E’ questo il termine del viaggio suggestivo che abbiamo compiuto con le 12 opere dell’artista, “un viaggio prodigioso, che affonda nel passato, da cui cerca di strappare  e quindi di salvare cose e immagini e che di lì  si spinge sempre più lontano”. Con questa prospettiva: “Alla ricerca di una verità che gli oggetti salvati dall’oblio sembrano promettere, come se la speranza di luce che essi racchiudono in sé illuminasse anche i sentieri della notte verso quell’altrove in cui forse possiamo trovare ciò che ci permetterà di andare ancora più avanti”. 

Alle parole del critico aggiungiamo l’evocazione del mito di Orfeo con cui abbiamo iniziato,  ripensando ai volti cancellati dall’oblio che invece salva gli oggetti. “Dieci ragazze per me” cantava Lucio Battisti, qui avremmo anche l’undicesima, con la collana e pendaglio d’oro.  Attendiamo che l’artista ce la riveli.

Pizzi Cannella, Un’altra immagine evocativa

Le avanguardie nei “12   Artists of  Tomorrow”

**DATI FORNITI:**
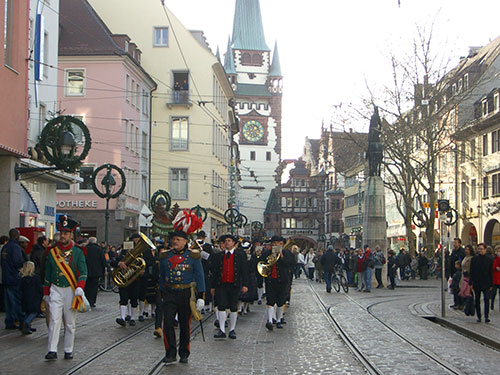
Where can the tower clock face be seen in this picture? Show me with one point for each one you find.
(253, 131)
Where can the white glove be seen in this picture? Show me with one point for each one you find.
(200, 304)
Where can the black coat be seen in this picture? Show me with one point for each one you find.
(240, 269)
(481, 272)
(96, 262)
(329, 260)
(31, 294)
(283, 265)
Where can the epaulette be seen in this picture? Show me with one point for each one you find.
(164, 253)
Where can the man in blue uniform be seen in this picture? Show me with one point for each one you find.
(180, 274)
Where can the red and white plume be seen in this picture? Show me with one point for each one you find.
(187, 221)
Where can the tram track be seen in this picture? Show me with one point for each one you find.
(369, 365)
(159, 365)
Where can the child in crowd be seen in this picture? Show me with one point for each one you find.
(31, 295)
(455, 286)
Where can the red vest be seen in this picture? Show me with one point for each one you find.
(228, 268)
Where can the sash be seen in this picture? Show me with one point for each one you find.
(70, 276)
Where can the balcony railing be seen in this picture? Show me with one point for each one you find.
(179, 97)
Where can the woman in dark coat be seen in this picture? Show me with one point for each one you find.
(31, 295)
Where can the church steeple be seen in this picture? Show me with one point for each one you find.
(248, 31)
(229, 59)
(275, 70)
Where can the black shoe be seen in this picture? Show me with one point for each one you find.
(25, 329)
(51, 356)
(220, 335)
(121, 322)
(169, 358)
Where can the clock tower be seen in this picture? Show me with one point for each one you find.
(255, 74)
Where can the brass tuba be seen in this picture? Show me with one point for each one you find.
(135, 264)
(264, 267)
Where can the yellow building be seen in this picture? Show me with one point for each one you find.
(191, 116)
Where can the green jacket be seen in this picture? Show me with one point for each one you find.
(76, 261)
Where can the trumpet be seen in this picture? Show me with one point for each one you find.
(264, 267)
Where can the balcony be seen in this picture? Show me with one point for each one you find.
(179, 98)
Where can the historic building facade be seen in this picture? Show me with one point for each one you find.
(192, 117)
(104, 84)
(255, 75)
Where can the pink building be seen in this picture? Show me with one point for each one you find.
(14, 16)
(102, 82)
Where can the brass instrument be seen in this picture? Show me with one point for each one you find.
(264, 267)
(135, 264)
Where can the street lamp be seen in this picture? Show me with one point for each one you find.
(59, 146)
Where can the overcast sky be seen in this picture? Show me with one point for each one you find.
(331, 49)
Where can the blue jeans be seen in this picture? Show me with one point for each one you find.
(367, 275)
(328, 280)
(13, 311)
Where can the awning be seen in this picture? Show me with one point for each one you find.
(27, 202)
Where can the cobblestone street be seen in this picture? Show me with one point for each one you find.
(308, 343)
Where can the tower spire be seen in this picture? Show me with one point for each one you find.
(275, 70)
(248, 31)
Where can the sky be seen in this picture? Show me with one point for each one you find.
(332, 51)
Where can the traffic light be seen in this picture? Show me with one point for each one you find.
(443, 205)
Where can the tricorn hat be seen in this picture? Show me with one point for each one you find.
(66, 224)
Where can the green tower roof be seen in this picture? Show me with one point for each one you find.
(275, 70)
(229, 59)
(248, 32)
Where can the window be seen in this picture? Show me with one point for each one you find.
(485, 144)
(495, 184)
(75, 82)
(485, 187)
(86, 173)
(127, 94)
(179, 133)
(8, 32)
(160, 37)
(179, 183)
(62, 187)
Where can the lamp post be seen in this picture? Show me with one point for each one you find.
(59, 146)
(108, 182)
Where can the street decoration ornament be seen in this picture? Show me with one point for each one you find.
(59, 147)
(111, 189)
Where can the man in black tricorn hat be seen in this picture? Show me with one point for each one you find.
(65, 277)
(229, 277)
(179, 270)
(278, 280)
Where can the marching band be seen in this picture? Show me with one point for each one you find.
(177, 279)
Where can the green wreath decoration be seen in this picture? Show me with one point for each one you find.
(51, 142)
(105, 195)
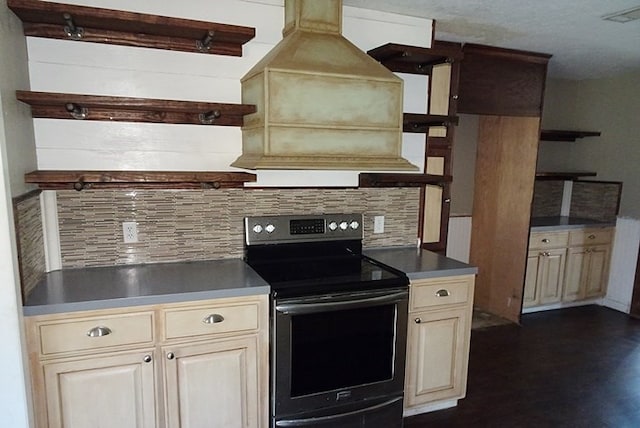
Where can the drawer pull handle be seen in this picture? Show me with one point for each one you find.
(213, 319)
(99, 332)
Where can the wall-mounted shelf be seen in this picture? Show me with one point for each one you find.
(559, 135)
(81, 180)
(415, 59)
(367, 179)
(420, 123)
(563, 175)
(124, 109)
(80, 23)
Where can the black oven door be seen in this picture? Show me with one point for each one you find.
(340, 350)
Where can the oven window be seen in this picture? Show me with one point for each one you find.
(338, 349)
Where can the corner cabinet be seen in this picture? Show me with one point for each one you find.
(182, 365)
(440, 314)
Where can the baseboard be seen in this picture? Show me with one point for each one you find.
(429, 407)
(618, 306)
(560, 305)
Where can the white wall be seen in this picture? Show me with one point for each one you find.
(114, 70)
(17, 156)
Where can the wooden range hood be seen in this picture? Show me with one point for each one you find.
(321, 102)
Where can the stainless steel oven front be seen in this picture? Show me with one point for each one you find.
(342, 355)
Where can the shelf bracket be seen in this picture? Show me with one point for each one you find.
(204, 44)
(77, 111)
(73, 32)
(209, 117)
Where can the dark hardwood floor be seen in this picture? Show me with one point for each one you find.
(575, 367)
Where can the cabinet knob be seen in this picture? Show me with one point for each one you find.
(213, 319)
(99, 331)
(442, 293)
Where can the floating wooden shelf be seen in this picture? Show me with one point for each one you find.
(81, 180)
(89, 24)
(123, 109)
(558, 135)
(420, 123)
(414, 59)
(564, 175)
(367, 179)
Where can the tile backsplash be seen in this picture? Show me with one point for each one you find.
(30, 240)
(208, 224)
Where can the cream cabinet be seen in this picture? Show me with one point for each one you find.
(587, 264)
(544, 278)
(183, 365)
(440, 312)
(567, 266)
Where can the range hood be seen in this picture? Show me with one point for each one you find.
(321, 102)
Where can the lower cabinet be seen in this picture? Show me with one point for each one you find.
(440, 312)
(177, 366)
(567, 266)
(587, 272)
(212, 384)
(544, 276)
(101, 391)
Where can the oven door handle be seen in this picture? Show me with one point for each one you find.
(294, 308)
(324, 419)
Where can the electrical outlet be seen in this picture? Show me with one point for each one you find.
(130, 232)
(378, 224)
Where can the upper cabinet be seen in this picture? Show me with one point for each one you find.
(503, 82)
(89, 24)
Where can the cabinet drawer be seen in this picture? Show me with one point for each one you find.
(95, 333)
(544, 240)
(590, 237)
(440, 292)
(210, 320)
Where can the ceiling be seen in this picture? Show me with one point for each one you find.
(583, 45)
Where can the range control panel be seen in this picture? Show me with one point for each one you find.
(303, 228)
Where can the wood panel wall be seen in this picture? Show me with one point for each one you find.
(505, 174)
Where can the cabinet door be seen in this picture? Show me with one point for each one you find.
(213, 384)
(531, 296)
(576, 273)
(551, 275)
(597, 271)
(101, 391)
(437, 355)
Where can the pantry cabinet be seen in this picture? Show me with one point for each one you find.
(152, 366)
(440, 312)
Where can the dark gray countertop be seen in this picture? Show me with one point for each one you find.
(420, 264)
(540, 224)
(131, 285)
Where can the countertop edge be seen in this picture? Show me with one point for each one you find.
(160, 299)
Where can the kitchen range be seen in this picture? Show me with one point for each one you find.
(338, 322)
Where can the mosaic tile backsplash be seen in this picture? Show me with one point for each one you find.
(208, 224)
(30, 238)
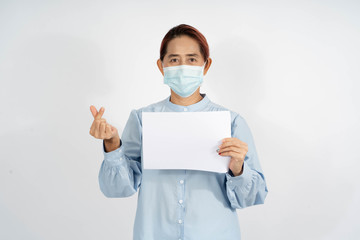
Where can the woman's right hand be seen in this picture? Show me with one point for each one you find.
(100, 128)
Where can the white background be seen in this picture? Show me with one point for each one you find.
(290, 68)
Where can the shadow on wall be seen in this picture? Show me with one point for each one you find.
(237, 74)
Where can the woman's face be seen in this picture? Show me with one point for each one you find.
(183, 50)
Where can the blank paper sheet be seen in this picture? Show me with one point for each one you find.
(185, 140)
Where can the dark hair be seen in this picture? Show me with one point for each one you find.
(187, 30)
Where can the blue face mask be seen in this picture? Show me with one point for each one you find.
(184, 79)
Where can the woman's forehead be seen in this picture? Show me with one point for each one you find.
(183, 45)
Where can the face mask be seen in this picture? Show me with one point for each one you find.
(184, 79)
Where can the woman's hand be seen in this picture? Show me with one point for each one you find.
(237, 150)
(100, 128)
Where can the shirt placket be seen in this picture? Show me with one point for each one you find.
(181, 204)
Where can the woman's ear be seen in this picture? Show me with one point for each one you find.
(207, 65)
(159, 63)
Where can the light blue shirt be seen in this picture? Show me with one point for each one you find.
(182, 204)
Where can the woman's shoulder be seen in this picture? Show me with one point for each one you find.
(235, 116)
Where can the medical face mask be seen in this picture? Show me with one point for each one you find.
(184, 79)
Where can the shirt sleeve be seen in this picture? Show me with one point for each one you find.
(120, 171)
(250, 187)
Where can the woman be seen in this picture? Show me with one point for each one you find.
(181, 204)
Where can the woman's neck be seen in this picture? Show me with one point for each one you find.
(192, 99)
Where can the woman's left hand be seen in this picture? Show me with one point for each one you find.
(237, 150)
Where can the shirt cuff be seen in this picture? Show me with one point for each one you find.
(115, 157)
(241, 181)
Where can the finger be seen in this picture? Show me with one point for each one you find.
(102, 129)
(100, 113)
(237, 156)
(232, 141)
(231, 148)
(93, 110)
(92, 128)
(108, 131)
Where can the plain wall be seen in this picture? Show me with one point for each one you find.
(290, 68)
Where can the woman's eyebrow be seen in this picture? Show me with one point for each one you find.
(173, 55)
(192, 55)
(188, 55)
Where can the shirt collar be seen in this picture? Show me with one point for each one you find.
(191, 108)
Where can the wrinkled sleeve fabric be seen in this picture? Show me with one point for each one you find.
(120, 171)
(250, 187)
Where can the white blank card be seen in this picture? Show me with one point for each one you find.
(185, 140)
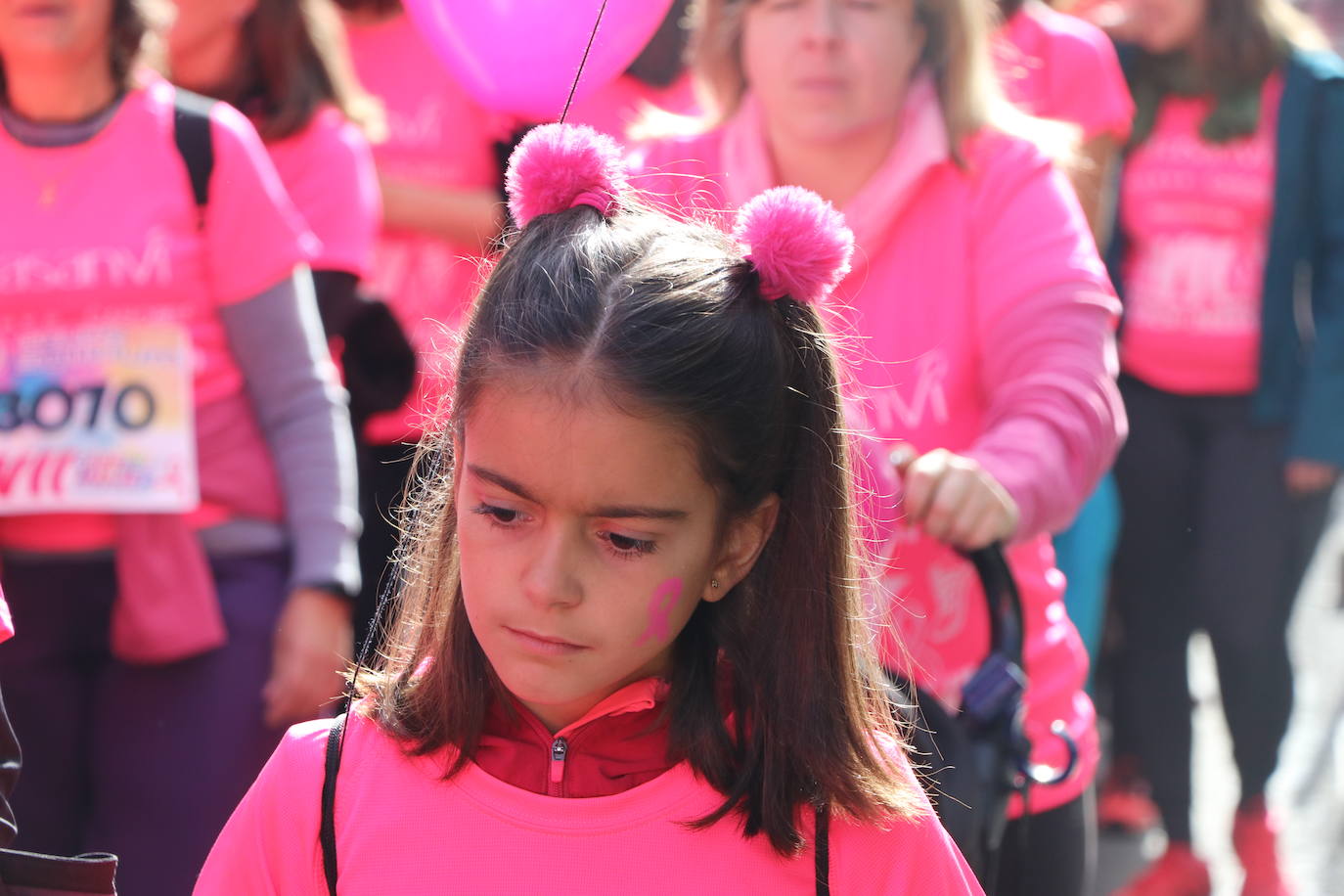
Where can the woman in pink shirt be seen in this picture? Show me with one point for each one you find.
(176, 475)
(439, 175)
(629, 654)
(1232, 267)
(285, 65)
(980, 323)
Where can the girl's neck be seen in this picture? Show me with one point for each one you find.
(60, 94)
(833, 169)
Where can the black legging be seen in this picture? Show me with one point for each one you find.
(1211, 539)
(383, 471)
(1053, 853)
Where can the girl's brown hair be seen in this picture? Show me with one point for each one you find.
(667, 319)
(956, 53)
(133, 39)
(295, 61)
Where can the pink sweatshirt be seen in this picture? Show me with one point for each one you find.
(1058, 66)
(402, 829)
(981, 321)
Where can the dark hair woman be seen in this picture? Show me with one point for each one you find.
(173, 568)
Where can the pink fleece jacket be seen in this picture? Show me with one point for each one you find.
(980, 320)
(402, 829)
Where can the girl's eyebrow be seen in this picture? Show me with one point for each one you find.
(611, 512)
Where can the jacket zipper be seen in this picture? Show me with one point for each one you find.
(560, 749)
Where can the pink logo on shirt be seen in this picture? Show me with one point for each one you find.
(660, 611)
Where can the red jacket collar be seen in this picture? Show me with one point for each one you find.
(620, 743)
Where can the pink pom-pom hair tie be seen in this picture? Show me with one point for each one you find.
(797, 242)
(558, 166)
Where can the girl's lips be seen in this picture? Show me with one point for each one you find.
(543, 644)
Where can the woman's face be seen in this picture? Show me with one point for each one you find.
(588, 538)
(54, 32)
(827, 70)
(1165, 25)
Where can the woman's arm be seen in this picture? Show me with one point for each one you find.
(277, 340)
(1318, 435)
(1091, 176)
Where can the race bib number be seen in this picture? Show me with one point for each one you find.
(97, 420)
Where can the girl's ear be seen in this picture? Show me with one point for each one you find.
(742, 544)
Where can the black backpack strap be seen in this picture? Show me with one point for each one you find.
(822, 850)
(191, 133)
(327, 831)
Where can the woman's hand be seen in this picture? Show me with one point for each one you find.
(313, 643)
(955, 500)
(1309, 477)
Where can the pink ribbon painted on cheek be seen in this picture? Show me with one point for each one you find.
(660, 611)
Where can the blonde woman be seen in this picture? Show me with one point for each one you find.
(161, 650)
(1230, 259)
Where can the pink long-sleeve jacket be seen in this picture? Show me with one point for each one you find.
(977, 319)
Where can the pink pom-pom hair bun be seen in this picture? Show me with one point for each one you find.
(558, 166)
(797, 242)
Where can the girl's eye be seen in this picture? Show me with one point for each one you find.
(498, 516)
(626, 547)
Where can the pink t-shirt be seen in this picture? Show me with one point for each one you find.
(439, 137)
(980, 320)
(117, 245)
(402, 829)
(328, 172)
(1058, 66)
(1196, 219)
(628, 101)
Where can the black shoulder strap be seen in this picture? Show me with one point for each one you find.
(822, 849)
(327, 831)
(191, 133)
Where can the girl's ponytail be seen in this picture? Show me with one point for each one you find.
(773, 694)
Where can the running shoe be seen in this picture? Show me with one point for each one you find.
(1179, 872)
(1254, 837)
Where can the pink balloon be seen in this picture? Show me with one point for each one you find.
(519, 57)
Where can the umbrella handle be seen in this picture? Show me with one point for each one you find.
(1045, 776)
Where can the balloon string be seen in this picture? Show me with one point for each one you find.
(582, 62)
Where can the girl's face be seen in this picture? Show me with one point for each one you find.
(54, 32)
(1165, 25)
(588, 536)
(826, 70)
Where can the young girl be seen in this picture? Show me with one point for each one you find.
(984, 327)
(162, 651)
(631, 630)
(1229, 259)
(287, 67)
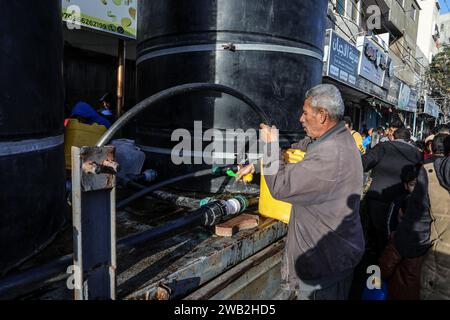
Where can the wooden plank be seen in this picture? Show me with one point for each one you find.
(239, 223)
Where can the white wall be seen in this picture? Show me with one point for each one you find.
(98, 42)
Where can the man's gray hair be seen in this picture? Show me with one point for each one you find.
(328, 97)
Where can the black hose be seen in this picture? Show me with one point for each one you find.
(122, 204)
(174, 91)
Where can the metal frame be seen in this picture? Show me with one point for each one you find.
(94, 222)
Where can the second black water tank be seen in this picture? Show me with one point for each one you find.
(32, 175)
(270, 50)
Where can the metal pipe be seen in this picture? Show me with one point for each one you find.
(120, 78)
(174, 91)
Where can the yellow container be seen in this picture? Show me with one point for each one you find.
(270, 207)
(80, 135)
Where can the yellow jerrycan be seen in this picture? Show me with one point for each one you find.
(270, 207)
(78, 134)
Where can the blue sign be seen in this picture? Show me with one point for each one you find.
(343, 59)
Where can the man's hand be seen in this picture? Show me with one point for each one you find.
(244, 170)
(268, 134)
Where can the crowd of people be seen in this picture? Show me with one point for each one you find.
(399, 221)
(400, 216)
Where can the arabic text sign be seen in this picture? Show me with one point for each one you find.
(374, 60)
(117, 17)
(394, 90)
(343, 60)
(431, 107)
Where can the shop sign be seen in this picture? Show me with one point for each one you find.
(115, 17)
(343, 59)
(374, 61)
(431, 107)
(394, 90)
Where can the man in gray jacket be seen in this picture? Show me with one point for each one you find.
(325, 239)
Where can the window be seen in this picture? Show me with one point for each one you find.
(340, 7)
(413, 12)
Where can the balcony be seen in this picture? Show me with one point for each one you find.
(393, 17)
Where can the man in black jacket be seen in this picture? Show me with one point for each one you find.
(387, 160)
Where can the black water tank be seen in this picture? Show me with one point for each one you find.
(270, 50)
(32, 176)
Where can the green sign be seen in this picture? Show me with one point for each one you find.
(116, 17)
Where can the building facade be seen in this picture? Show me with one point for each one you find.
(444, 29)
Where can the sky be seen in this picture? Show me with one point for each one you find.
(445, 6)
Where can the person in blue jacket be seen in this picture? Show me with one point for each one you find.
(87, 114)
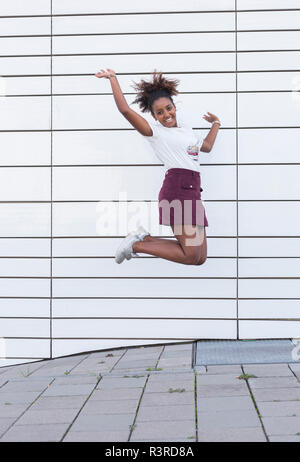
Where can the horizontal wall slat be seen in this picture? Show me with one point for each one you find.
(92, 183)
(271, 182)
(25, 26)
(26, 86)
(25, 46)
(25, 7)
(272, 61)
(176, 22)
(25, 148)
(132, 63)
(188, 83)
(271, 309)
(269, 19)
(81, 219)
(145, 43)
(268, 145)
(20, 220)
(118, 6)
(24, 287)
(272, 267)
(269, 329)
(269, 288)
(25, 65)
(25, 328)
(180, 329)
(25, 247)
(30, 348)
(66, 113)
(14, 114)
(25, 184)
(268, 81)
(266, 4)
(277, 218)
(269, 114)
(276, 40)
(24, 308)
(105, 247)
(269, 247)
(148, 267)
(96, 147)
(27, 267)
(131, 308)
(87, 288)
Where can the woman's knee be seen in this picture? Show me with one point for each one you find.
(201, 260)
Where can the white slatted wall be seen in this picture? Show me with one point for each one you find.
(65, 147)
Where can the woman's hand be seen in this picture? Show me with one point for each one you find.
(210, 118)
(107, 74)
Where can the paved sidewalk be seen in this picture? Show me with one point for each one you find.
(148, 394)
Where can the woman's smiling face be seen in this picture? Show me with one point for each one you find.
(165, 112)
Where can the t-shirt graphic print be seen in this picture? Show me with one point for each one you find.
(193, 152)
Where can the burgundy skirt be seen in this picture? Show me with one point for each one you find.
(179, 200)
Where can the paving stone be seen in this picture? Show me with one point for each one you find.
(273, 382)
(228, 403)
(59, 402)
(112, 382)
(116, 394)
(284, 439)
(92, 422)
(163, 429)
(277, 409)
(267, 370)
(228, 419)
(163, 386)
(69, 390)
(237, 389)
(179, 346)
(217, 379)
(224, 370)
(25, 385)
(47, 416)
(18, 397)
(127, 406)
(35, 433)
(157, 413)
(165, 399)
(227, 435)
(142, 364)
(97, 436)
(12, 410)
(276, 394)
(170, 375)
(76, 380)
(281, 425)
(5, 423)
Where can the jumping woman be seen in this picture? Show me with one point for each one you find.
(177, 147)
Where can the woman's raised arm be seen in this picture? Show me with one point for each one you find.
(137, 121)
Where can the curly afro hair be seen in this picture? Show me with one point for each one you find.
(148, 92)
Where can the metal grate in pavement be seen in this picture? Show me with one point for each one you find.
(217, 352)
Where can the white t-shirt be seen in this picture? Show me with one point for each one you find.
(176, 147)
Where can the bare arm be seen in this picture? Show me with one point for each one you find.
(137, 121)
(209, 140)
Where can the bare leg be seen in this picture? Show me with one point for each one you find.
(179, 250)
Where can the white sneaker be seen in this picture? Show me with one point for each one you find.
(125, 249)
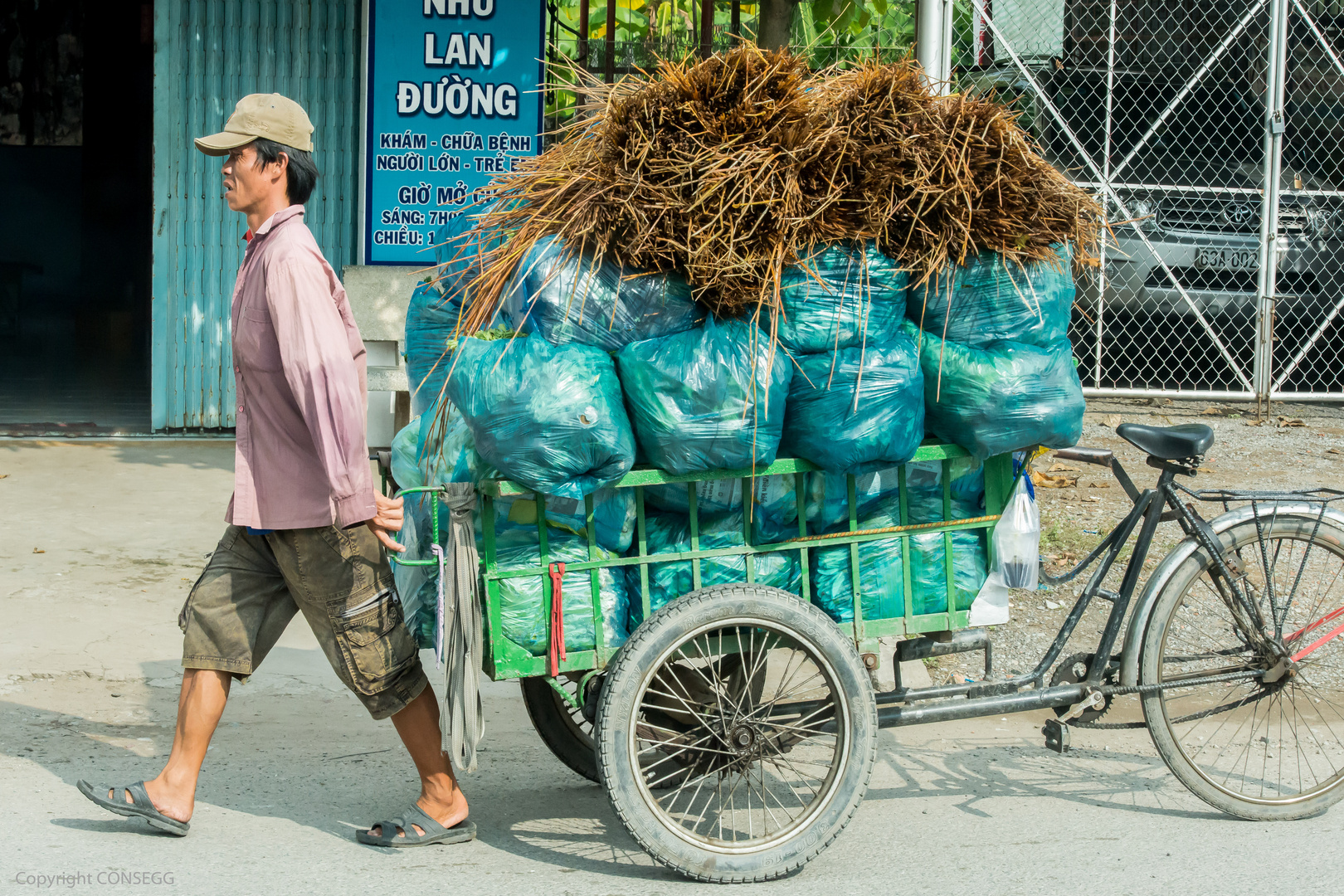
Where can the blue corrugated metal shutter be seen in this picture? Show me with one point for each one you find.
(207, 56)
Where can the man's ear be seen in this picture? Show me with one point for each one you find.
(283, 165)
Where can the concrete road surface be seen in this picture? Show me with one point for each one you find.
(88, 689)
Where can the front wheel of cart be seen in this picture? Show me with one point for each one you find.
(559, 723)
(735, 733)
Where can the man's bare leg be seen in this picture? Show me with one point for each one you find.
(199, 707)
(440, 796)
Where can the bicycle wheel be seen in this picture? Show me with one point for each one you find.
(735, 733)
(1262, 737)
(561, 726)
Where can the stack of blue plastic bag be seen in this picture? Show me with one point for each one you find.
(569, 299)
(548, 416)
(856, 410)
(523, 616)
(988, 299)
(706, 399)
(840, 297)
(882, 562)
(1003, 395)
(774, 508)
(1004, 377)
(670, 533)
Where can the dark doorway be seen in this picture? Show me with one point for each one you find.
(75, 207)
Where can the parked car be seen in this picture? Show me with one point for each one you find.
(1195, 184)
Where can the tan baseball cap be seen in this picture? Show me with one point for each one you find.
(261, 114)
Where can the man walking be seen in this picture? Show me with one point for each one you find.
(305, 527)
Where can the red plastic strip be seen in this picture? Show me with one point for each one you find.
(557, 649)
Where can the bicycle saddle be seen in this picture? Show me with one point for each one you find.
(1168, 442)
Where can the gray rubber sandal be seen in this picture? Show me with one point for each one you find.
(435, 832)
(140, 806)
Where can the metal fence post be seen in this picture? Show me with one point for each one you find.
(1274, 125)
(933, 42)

**ESERCIZI E ATTIVITÀ:**
a: Come si traduce in inglese questa frase del brano sulle opere dell'artista: «Alle parole del critico aggiungiamo l’evocazione del mito di Orfeo con cui abbiamo iniziato, ripensando ai volti cancellati dall’oblio che invece salva gli oggetti.»?
b: Scrivi il seguito del brano sulle opere dell'artista, a partire dall'ultima riga.
Le voci non hanno alcun legame con il brano.

**ESERCIZI SVOLTI:**
a: To the critic's words we add the evocation of the myth of Orpheus with which we began, thinking back to the faces erased by the oblivion that instead saves the objects.

b:
Dall’assoluto protagonista pittorico-filosofico, l’artista affermato e intrigante  Pizzi Cannella,  si passa, nell’altra sede espositiva della Galleria ad altri  soggetti, con un protagonista diverso, il critico  Cesare Biasini Selvaggi che a metà del 2019 aveva curato in questa stessa sede la mostra “Aftermodernism” sui due artisti americani Busby e Samson. Questa volta dà conto della sua ricerca dei nuovi talenti nel nostro paese, quasi in parallelo a quella dei curatori della 17^ Quadriennale di Roma.  Sono stati individuati “222 artisti emergenti su cui investire. Selezionati dai più prestigiosi curatori, critici, giornalisti e gallerie d’arte” per un lavoro editoriale  curato per Exibart nel 2018-19. Rappresentati i vari generi,  non solo pittura  e scultura, fotografia e ceramica, ma anche installazione e tessitura, nei  loro linguaggi molto diversi ed eterogenei. 

Dario Agrimi, “Ascesa”, 2012

Il 5% di loro espone nella mostra che – spiega Biasini Selvaggi – “attraverso gli artisti invitati, intende presentare un segmento della linea emergente dell’arte contemporanea italiana, tuttavia sufficiente a dare un’idea  della complessità del mondo odierno, della molteplicità delle  pratiche nell’arte”. Sono artisti formatisi nelle Accademie d’Arte italiane, ma con importanti esperienze all’estero.

 Le tematiche sono quelle più attuali, anche in questo caso, come nella 16^ Quadriennale dell’ottobre  2016 – non si conoscono ancora i temi di quella dell’ottobre 2020  – trovano posto le visioni,  a volte politicizzate,  dei dibattiti in corso. Non potrebbe essere altrimenti trattandosi di globalizzazione e migrazione,  sviluppo e ambiente, tecnologia e persona umana, informazione, cultura e forme di controllo,  tempo e memoria, fino alla più esplicita critica politica e istituzionale.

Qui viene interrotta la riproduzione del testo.